* _DATA EXTRACT_
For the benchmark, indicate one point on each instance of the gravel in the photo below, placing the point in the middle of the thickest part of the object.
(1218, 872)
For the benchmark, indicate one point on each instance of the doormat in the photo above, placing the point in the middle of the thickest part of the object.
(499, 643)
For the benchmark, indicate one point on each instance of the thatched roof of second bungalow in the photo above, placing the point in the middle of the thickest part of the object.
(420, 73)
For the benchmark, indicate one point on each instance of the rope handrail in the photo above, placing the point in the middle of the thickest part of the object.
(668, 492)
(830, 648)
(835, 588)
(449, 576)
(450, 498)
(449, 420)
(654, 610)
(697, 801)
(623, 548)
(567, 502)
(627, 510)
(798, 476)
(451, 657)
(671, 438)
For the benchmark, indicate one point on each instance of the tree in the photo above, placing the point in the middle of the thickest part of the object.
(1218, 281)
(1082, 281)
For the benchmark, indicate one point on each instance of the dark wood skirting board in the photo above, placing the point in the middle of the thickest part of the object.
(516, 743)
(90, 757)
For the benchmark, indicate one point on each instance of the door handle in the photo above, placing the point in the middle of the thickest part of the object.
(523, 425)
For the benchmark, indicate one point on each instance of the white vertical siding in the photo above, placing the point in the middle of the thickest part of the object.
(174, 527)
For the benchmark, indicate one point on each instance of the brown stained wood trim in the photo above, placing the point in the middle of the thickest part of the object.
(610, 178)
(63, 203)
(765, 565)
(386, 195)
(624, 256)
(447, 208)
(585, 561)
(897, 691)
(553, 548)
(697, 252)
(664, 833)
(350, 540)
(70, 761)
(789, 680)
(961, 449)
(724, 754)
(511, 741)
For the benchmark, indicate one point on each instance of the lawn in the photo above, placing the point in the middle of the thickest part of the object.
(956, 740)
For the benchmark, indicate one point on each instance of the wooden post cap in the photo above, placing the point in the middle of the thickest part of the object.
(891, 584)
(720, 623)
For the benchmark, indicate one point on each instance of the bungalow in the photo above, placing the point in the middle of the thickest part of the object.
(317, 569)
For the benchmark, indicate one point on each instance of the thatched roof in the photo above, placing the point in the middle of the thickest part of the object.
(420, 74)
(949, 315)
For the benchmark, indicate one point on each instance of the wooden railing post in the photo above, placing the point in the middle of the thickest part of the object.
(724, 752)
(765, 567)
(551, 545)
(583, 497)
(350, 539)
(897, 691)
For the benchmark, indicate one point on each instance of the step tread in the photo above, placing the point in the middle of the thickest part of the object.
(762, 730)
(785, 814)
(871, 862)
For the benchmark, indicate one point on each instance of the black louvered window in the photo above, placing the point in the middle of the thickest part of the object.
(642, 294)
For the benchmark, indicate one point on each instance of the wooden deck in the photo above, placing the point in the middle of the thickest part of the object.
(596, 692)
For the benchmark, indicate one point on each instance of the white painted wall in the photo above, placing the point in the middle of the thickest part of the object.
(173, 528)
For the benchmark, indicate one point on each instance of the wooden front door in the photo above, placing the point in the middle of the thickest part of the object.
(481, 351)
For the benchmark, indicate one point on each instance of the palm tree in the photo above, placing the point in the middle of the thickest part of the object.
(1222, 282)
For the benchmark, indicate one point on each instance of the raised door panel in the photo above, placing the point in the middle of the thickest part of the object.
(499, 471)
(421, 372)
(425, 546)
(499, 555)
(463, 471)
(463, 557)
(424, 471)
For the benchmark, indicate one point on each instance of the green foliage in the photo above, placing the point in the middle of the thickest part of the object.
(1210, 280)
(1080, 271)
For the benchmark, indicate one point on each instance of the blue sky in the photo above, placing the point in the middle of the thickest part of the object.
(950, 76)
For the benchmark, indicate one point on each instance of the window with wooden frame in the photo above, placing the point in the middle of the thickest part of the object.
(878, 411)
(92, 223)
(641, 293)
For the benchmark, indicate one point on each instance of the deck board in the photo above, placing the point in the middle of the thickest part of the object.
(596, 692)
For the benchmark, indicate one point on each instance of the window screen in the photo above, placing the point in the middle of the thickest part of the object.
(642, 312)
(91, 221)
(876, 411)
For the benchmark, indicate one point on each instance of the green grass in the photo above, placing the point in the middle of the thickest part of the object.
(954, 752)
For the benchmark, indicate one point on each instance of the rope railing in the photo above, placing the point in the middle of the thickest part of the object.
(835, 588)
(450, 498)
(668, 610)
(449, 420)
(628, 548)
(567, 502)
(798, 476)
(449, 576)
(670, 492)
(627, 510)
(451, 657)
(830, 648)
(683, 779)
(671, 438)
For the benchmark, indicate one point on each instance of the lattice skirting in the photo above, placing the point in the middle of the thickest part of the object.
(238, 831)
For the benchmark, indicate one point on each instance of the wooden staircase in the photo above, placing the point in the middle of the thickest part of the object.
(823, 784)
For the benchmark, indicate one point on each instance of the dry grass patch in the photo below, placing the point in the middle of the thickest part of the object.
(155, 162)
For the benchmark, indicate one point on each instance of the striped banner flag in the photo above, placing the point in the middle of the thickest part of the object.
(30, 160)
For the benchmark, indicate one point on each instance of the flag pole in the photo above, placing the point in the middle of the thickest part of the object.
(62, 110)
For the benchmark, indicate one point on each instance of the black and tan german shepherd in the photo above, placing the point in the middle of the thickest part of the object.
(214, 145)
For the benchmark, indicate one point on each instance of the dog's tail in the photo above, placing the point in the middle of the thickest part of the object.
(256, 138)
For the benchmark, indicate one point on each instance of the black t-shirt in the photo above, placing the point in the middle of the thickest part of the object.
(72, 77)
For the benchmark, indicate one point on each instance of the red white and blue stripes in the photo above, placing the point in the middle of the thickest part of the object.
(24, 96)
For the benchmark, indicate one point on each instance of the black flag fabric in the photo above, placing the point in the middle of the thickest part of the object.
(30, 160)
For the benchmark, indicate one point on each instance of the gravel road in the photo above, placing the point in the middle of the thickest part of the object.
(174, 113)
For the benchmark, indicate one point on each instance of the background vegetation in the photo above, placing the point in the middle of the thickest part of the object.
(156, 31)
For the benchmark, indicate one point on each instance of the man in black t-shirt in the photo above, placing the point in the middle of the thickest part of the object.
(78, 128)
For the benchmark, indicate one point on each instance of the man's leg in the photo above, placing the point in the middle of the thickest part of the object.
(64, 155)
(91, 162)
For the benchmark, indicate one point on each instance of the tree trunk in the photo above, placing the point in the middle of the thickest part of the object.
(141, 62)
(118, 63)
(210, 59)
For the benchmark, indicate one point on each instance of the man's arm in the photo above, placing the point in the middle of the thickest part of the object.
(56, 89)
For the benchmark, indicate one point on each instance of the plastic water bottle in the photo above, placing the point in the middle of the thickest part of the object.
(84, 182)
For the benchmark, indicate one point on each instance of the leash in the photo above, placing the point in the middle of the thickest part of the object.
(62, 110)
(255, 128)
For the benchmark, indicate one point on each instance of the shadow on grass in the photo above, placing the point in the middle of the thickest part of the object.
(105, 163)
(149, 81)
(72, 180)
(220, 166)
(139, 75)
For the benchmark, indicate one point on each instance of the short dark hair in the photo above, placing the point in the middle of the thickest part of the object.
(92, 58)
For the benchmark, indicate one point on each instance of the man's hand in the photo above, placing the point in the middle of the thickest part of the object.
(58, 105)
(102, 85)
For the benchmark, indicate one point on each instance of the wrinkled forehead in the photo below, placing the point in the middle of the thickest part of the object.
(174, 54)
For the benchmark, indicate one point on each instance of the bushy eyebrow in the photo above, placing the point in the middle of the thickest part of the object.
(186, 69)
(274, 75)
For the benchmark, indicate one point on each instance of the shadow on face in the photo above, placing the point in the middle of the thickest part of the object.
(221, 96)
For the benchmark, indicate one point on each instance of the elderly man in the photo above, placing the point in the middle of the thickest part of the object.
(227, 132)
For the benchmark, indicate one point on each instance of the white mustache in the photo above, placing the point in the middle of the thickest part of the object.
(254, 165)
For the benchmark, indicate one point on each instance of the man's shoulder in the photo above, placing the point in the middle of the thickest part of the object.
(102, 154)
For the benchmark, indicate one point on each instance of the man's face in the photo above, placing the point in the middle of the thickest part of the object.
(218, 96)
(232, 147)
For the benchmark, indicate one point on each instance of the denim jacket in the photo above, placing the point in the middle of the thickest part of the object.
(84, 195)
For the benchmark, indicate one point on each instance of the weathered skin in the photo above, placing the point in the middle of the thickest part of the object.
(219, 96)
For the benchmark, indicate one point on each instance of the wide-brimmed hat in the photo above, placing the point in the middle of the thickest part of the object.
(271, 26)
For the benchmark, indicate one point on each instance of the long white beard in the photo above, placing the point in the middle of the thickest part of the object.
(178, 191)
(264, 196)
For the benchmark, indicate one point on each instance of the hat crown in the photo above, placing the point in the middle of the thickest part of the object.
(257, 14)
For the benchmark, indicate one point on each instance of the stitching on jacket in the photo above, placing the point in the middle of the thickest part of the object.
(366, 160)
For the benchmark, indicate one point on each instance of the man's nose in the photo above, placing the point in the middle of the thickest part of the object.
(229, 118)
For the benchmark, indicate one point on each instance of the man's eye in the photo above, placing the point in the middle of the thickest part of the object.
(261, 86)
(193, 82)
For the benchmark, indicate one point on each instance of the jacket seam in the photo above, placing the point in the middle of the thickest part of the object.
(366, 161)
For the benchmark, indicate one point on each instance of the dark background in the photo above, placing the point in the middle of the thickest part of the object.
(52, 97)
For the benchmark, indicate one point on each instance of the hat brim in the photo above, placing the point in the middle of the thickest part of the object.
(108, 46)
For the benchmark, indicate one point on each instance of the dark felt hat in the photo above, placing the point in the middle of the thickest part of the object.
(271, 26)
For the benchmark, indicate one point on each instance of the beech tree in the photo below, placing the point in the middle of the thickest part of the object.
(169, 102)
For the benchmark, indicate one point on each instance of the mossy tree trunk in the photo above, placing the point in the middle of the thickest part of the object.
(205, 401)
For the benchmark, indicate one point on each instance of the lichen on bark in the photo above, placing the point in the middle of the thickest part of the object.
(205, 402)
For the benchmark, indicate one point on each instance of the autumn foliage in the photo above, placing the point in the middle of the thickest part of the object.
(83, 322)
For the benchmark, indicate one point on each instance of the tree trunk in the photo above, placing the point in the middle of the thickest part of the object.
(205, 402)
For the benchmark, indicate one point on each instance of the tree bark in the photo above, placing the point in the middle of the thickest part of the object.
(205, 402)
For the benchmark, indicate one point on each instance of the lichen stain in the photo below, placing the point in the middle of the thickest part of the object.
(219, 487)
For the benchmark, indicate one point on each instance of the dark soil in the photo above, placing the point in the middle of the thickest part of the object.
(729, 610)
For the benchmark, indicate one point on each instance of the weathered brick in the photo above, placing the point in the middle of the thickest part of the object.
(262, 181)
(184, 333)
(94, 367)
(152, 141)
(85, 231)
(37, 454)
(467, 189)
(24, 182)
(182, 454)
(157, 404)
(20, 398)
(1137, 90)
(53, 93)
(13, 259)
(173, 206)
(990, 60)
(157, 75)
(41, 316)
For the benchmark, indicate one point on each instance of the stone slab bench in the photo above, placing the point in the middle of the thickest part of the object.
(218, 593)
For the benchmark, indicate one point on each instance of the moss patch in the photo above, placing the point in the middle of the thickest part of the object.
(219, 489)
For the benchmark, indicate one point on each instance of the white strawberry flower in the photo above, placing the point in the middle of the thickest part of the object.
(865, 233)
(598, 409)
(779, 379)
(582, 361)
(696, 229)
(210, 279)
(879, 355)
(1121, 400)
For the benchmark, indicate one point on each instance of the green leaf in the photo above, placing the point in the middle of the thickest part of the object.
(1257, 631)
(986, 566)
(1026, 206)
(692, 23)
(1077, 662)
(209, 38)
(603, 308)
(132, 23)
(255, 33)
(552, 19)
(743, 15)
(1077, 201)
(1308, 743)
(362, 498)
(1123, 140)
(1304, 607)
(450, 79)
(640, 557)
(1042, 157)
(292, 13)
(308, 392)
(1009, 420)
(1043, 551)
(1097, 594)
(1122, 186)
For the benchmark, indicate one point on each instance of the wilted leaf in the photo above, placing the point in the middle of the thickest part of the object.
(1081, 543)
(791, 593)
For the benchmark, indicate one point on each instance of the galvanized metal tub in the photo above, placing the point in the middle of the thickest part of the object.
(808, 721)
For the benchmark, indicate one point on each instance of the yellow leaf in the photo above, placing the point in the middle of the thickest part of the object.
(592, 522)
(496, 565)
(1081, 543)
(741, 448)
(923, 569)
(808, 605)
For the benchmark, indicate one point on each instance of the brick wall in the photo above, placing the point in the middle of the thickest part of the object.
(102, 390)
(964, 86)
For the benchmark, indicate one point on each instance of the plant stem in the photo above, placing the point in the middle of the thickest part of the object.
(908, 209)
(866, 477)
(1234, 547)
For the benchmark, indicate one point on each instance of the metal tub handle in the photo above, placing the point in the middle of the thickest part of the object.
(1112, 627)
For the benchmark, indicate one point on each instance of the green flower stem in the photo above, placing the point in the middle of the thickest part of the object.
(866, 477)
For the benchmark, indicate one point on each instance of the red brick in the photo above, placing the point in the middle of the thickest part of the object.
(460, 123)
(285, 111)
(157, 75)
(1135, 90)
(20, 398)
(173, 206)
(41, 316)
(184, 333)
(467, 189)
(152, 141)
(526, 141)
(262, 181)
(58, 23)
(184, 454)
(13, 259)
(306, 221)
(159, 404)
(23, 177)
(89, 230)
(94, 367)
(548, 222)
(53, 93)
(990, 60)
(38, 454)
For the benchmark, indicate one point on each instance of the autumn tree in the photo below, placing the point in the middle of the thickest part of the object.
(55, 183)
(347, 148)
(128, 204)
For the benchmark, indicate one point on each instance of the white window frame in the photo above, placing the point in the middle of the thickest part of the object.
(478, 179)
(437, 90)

* _GOAL_
Reproduce verbatim the lines of the records from the one containing "the white window" through the final line of the records, including both.

* _RESPONSE TO THIS TASK_
For the benchmark, indicate one point on each instance of the white window frame in the photo above, placing the point in the middle of the thickest part of the object.
(478, 179)
(437, 90)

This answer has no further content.